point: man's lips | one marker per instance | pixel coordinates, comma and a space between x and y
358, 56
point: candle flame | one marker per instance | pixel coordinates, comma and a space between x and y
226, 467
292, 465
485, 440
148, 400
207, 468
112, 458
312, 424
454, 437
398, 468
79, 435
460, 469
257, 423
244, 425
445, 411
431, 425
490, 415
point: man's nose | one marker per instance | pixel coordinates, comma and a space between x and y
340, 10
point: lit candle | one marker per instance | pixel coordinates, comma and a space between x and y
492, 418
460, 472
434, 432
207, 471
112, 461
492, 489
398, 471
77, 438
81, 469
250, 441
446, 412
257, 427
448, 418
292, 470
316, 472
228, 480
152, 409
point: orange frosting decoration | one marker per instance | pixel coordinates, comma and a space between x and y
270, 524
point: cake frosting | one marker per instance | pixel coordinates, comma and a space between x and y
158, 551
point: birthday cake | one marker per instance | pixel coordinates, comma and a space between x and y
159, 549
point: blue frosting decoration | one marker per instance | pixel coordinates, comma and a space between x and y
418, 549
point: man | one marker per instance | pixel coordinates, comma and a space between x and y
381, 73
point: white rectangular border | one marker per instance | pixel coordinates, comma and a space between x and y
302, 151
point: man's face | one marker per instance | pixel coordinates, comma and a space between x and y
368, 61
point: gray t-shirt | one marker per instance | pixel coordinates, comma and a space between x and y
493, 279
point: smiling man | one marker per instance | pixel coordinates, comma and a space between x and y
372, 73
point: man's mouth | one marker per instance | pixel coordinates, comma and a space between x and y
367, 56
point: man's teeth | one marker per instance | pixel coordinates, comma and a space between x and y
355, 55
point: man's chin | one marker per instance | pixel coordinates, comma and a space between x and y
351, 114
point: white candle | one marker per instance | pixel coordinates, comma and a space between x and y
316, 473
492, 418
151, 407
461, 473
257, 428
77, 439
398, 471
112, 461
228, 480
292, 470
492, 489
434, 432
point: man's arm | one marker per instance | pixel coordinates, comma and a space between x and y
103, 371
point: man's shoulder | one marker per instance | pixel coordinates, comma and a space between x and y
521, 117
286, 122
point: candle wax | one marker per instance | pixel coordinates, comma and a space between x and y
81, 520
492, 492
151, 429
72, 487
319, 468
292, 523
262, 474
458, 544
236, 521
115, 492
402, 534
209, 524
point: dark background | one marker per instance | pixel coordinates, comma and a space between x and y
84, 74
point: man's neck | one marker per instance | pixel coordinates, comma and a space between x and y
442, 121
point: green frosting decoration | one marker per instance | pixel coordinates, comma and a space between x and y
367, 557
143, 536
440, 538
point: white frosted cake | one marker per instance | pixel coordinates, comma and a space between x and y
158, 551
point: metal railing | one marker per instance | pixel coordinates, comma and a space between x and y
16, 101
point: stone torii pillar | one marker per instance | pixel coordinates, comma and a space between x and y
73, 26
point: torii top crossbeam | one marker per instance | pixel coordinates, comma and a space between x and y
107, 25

_Your goal_
Write out every entry exactly as given.

_Problem solution_
point: man's lips | one marker per instance | pixel coordinates, comma and a space between x and y
358, 56
point: candle flame | one marker per instance | pixel coordinates, comma and a space between x and y
226, 467
292, 465
485, 440
148, 400
207, 468
112, 458
312, 424
454, 437
398, 468
79, 435
460, 469
257, 423
244, 425
445, 411
431, 425
490, 415
point: man's nose | one marker per instance | pixel coordinates, comma and a space between x and y
340, 10
point: lit candle | one marker per instance | pixel coordinates, comma and a space between x and y
492, 418
460, 472
434, 432
207, 471
112, 461
492, 489
398, 471
77, 438
81, 469
250, 441
446, 412
257, 427
448, 418
292, 470
316, 472
228, 480
152, 409
point: orange frosting decoration | one marker per instance | pixel coordinates, comma and a space between x and y
270, 524
point: cake frosting | one marker per instance | pixel coordinates, comma and a space between x and y
158, 551
point: birthday cake | one marker per instance | pixel coordinates, comma and a space between x and y
159, 549
point: blue frosting decoration | one marker per instance | pixel coordinates, comma and a space between x and y
418, 549
point: man | one marker per instance | pixel coordinates, comma and a space between x and y
381, 73
point: white rectangular border | one marker per instance | pixel coordinates, comma and a space between x and y
302, 151
point: man's face | one marker per instance | pixel coordinates, comma and a space between x and y
368, 61
point: gray t-shirt | one marker per instance | pixel coordinates, comma and a space between x and y
493, 279
point: smiling man | one marker per instance | pixel coordinates, comma and a space between x and y
372, 73
point: man's mouth | one marker per instance | pixel coordinates, comma and a space between x and y
367, 56
point: man's teeth | one marker per instance | pixel coordinates, comma and a space between x and y
355, 55
point: man's chin | one marker per instance | pixel coordinates, comma and a space between x and y
351, 114
point: white candle | one marker per instance | pixel coordinates, comma and a space between x and y
316, 473
492, 418
151, 407
461, 473
257, 428
77, 439
398, 471
112, 461
228, 480
292, 470
492, 489
434, 432
point: man's arm | one marker per instance | pixel coordinates, comma and a space between x and y
103, 371
point: man's shoulder | one marker per instance | pixel coordinates, comma and a space between x and y
521, 117
286, 122
point: candle wax | one marker per instance | pixel coordinates, comma and a space between x and y
81, 520
492, 492
151, 429
72, 487
319, 468
292, 523
262, 474
458, 544
236, 521
115, 492
402, 534
209, 524
point: dark background | one marker per instance | pixel coordinates, comma and a space between x and y
84, 74
point: man's neck | one marker per instance | pixel coordinates, comma and a space between x and y
442, 121
point: green frosting decoration | one marker per instance | pixel coordinates, comma and a space between x and y
367, 557
143, 536
440, 538
point: white frosted cake | one marker per instance | pixel coordinates, comma and a space between x and y
158, 551
point: metal railing | one marker per instance | pixel coordinates, comma and a space between x and y
16, 101
point: stone torii pillar | one marker per instance | pixel coordinates, comma and a space between x and y
73, 26
point: torii top crossbeam | one marker per instance | pixel coordinates, comma and a space between x and y
107, 25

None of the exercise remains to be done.